● ACTIONS TO TAKE
1 – In the virus forecast, restate the text from "After reviewing the" up to and including "in the world.", swapping each "ballpark" for "estimate".
2 – Answer these questions using the virus forecast:
(a) Whose data is the forecast based on?
(b) How many deaths has Spain reported at present?
(c) By when does the writer expect the numbers to flatten and decline?

● PASSAGE TO READ
■ ■ ■ ■ ■

After reviewing the numbers so far, I tried to come up with what I personally think is a reasonable ballpark of how I personally am expecting this virus to proceed in the US. Now, before you jump in and tell me I'm wrong, don't bother. I agree with you. I'm wrong.
The sole purpose of this is for me personally to get a ballpark idea of what seems reasonable to expect. For me. Personally. Based on present WHO data on how it's transpired so far in the world.
My bottom line is that I wouldn't be surprised if the virus numbers (confirmed and total deaths) in the US worsened for the next 2-3 weeks, and started to flatten and decline by the end of April. And I wouldn't be surprised if the US total deaths go from the present 1,000+ to between 5,000 to 10,000 before they decline. FYI, at present, Italy has reported over 8,000 deaths, China (where it all started) over 3,000 deaths, and Spain over 4,000 deaths. So I personally won't be surprised if US gets to where Spain or Italy are right now in terms of total deaths, prior to a decline by end of April as the virus dies out like SARS, etc.

■ ■ ■ ■ ■

● RECORDS SUPPLIED
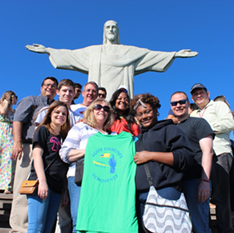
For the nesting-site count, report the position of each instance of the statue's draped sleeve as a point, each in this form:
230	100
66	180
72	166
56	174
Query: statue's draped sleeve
111	65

■ ■ ■ ■ ■

● PROBLEM SOLUTIONS
1 –
After reviewing the numbers so far, I tried to come up with what I personally think is a reasonable estimate of how I personally am expecting this virus to proceed in the US. Now, before you jump in and tell me I'm wrong, don't bother. I agree with you. I'm wrong.
The sole purpose of this is for me personally to get a estimate idea of what seems reasonable to expect. For me. Personally. Based on present WHO data on how it's transpired so far in the world.

2 –
(a) Present WHO data.
(b) Over 4,000.
(c) By the end of April.